ACTIVITY: Find "the girl's bare", then copy its line and every later line of the entries exactly through the end, leaving all pictures out.

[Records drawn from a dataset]
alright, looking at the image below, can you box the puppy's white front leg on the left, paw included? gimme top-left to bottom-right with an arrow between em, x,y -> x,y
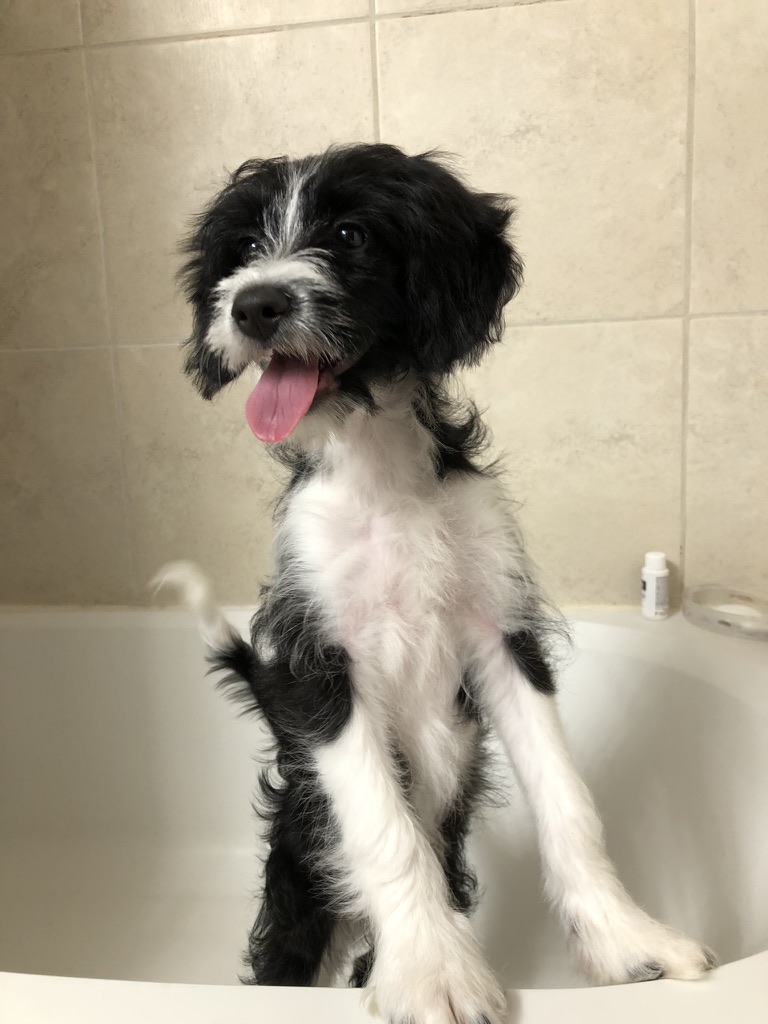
315,697 -> 505,1024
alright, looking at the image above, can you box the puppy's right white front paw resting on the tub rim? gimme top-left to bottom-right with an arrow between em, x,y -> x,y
572,907 -> 718,985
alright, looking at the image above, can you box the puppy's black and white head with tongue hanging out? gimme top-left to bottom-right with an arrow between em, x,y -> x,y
181,145 -> 522,442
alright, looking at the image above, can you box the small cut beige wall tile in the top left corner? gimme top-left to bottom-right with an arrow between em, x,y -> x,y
0,0 -> 82,53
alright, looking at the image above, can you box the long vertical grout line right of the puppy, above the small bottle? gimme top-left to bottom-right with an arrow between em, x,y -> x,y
680,0 -> 696,587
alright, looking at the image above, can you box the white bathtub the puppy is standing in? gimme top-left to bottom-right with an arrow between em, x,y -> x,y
0,611 -> 768,1024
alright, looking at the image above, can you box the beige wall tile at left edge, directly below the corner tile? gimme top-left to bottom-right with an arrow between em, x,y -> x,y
0,52 -> 106,348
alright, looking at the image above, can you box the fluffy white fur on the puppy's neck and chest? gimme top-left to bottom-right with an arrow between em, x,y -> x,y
278,387 -> 536,696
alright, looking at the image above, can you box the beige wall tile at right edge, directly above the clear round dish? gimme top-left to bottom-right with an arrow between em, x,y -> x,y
685,316 -> 768,597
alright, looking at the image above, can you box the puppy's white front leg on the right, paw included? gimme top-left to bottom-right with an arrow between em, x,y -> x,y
474,633 -> 716,984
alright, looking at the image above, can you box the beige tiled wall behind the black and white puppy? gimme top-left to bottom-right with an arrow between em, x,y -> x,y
0,0 -> 768,604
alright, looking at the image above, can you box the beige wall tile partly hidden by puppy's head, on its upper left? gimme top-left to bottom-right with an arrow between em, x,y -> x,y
91,25 -> 373,342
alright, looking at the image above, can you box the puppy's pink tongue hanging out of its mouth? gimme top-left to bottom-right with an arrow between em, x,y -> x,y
246,352 -> 319,444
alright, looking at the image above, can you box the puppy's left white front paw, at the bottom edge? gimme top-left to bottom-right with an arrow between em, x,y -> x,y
365,915 -> 507,1024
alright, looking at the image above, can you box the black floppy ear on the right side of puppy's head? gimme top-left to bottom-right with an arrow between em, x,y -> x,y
406,154 -> 522,373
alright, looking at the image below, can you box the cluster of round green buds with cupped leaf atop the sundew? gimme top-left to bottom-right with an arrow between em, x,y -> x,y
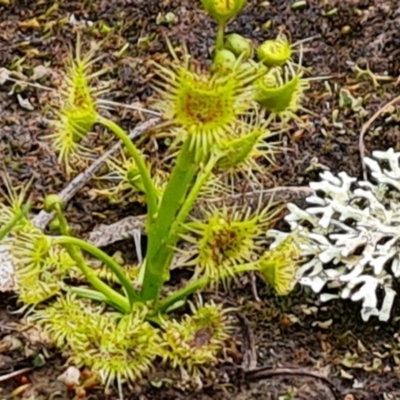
202,0 -> 308,121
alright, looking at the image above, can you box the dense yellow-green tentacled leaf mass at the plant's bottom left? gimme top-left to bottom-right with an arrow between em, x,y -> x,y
30,295 -> 163,387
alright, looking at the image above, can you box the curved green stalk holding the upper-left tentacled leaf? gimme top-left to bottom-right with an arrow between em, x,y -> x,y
97,115 -> 157,225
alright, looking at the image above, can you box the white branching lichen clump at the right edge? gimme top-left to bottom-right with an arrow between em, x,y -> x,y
268,149 -> 400,321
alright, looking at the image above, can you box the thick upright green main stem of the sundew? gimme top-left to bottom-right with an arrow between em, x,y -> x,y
140,139 -> 198,301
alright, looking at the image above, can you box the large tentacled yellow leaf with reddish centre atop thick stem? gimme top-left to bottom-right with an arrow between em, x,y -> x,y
150,51 -> 255,159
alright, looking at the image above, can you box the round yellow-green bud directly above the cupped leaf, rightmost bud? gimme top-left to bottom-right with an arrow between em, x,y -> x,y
257,35 -> 292,67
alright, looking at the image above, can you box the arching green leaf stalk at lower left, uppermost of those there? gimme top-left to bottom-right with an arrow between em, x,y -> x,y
53,236 -> 139,305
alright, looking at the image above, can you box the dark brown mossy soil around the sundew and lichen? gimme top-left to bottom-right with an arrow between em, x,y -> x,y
0,0 -> 400,400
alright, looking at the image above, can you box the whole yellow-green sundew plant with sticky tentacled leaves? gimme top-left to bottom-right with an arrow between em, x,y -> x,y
0,0 -> 308,391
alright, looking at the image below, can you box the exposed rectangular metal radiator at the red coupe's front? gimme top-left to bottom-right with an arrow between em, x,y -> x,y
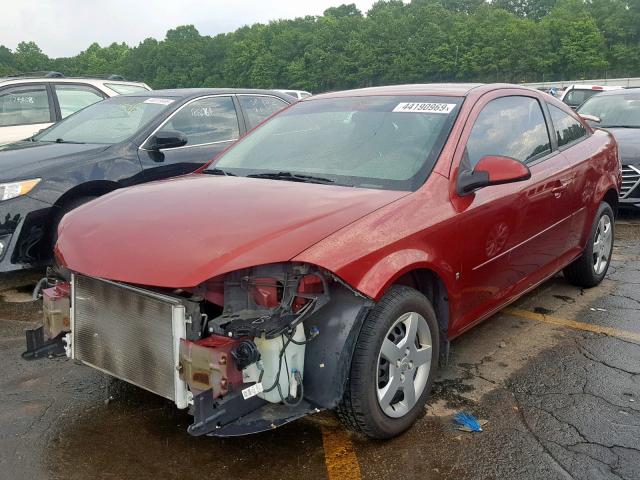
71,275 -> 187,408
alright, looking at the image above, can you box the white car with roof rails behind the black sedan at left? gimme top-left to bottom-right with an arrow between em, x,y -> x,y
0,72 -> 151,145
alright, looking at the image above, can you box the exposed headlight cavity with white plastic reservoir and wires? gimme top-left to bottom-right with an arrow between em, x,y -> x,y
179,264 -> 333,435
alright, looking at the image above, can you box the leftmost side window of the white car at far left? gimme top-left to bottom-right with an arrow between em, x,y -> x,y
0,85 -> 53,127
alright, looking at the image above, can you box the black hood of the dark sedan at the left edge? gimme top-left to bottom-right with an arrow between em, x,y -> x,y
0,141 -> 109,181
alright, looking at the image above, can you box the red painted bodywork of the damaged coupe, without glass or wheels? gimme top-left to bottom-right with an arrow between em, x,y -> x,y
57,85 -> 620,337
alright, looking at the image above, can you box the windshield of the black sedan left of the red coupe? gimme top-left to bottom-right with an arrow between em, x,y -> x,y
33,97 -> 174,145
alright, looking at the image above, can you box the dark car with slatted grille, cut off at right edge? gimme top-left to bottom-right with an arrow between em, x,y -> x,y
578,88 -> 640,208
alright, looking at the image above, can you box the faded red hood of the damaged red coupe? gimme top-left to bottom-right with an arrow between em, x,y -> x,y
56,174 -> 408,288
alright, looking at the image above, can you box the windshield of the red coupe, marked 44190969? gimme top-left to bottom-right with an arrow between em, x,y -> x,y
207,96 -> 462,190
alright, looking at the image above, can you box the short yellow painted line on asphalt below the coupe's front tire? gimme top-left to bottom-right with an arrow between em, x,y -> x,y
322,426 -> 361,480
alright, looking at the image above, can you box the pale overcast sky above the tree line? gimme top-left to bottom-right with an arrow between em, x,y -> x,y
0,0 -> 374,58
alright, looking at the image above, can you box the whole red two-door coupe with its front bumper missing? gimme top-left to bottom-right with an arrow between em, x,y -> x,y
32,84 -> 621,438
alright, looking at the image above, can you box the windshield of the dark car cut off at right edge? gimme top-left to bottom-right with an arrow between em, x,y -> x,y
578,93 -> 640,128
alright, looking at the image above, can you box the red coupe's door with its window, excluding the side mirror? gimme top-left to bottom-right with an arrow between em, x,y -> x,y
452,91 -> 570,332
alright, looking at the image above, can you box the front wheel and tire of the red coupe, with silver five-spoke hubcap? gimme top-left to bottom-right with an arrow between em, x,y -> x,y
336,285 -> 440,439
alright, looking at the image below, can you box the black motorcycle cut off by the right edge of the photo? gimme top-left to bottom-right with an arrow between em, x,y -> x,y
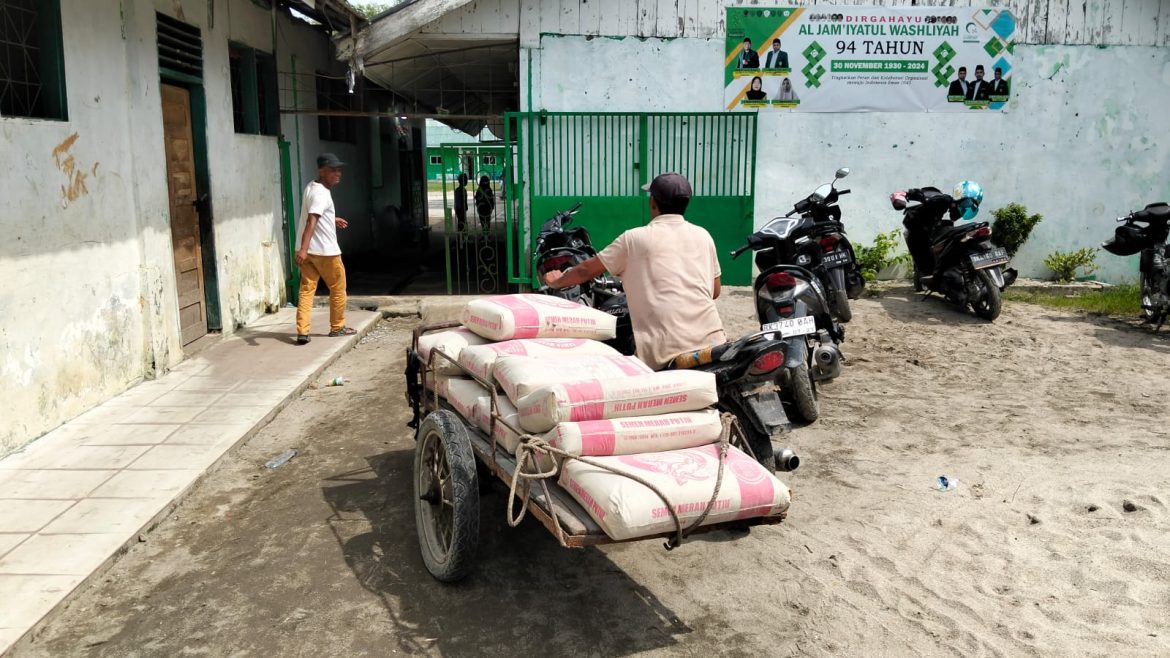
1101,196 -> 1170,331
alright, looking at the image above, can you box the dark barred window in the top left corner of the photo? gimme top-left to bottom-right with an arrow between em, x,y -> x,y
0,0 -> 69,121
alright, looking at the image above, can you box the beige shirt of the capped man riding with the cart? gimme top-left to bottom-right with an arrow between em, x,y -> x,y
598,214 -> 727,370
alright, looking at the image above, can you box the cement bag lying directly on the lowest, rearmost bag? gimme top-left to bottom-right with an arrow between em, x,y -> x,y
543,410 -> 723,457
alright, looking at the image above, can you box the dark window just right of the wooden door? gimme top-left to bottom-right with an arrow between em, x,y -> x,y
228,43 -> 281,135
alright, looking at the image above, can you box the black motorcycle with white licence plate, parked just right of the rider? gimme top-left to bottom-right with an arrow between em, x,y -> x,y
731,229 -> 845,423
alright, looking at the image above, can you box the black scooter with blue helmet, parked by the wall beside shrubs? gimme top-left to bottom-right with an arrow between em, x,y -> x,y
890,180 -> 1017,322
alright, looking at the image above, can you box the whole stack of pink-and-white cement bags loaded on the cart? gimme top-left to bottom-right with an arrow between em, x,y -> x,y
419,295 -> 789,540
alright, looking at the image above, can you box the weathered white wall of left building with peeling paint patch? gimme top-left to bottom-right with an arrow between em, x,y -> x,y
0,0 -> 353,455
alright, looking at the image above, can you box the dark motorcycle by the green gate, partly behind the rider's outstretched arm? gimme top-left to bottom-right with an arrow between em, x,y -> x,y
532,201 -> 635,356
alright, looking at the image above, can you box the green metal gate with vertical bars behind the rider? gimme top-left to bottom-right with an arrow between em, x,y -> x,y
504,112 -> 756,286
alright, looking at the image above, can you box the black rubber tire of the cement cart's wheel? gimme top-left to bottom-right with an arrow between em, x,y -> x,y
413,410 -> 480,583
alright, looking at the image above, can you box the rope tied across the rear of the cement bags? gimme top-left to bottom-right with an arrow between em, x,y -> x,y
508,412 -> 739,550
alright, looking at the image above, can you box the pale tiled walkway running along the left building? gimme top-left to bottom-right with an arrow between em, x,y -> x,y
0,308 -> 380,654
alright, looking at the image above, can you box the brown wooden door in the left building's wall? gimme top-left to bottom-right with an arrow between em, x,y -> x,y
161,84 -> 207,345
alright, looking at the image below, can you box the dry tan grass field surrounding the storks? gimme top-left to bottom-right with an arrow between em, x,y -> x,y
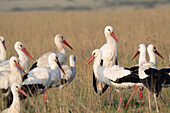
0,8 -> 170,113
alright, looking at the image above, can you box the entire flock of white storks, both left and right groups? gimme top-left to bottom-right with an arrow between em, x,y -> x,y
0,26 -> 170,113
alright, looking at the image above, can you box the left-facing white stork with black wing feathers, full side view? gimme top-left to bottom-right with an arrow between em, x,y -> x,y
86,49 -> 143,110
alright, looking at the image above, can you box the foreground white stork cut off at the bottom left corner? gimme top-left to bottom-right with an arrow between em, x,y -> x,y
2,82 -> 27,113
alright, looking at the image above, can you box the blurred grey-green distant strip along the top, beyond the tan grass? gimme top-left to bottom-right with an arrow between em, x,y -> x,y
0,0 -> 170,12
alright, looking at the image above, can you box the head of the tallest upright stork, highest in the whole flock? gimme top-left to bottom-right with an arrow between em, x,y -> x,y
104,26 -> 119,42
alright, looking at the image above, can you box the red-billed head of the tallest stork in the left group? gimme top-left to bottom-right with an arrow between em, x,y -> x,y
54,34 -> 73,50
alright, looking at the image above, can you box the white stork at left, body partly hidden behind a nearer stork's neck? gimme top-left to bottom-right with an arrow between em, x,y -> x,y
0,41 -> 33,72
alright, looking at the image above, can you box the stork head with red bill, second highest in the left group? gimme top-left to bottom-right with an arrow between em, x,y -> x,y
14,41 -> 34,60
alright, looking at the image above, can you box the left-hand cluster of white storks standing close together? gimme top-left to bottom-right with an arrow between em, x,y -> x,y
0,34 -> 76,113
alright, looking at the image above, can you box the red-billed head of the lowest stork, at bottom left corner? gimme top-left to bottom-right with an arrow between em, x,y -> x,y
11,82 -> 27,97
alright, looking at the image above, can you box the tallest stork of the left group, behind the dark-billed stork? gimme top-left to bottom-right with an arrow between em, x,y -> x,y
30,34 -> 73,70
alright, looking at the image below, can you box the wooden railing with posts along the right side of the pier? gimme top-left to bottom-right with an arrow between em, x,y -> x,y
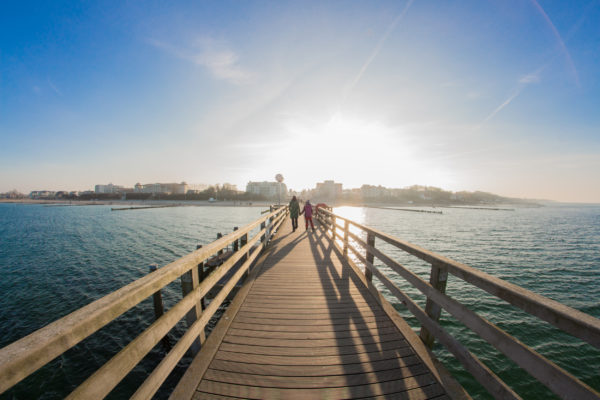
317,208 -> 600,399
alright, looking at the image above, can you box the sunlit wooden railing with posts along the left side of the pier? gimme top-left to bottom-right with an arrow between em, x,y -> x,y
0,206 -> 288,399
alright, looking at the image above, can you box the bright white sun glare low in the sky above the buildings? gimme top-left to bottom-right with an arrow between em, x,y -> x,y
281,113 -> 458,187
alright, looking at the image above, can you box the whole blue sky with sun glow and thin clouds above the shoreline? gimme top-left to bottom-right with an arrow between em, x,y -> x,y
0,0 -> 600,202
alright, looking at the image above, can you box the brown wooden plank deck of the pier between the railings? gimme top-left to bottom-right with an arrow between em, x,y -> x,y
171,220 -> 462,399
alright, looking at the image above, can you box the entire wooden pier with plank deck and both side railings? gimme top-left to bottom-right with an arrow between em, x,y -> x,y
0,207 -> 600,400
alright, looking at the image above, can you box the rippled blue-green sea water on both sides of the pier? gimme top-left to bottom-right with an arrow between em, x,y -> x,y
0,203 -> 600,400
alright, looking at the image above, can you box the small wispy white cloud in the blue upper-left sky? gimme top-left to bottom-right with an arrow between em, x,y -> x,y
149,38 -> 253,85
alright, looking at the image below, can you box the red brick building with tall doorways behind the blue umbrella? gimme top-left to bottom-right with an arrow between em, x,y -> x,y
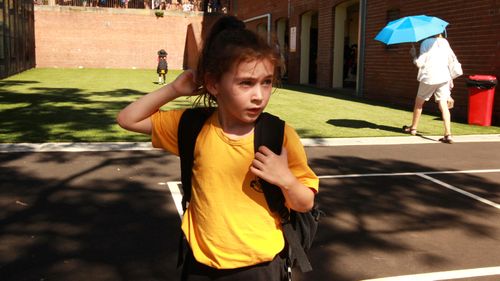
230,0 -> 500,125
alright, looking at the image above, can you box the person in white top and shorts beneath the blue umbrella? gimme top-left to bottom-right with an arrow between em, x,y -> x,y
403,31 -> 455,144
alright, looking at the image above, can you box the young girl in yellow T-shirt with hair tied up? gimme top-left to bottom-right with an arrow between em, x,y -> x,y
117,17 -> 319,281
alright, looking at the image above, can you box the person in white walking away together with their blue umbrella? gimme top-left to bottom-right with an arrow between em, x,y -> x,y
375,15 -> 455,143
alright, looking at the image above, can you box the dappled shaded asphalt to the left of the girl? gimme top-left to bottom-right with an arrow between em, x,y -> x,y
0,151 -> 180,281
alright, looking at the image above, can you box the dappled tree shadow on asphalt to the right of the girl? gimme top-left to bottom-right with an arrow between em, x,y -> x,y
297,156 -> 500,281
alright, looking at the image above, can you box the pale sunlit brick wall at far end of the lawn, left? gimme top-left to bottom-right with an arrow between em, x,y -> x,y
35,6 -> 217,69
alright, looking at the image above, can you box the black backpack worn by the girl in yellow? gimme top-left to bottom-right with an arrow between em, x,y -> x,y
178,108 -> 322,272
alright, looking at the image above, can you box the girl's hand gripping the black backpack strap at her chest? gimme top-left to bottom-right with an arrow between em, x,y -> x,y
250,146 -> 296,188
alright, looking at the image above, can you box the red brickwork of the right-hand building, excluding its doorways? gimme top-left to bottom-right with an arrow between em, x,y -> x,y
235,0 -> 500,125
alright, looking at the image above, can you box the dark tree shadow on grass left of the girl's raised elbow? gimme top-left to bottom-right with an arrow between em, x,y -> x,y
0,84 -> 189,142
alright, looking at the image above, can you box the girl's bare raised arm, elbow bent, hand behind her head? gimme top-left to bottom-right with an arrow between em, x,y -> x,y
116,70 -> 196,135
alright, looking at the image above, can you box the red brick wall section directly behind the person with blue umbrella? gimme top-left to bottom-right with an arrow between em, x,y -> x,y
364,0 -> 500,122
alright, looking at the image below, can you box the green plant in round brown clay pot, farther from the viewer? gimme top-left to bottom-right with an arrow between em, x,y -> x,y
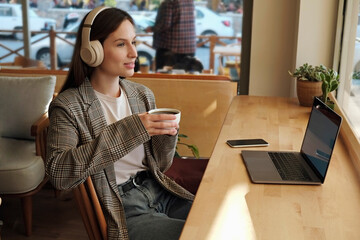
289,63 -> 322,107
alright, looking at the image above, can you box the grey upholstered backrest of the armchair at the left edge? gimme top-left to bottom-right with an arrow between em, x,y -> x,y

EXERCISE RESULT:
alright, looking at the image above, can you box the girl's bare raised arm, elbow bent, hand behind her head? gimme top-left to bottom-right with an arrow between em, x,y -> x,y
116,70 -> 196,135
alright, looking at the image above, can you box the red brick wall section directly behind the person with blue umbrella? gimme top-left to bottom-right with an arrow between em, x,y -> x,y
364,0 -> 500,122
alright, looking at the image below, can you box the green plant in round brown clay pot, farther from the viewer? gimme top-left to bottom-right with an arrow between em, x,y -> x,y
289,63 -> 322,107
alright, looking at the image above, can you box the grey upholstered backrest of the armchair at the left edge? gimme top-left to bottom-right with an arrow between em, x,y -> x,y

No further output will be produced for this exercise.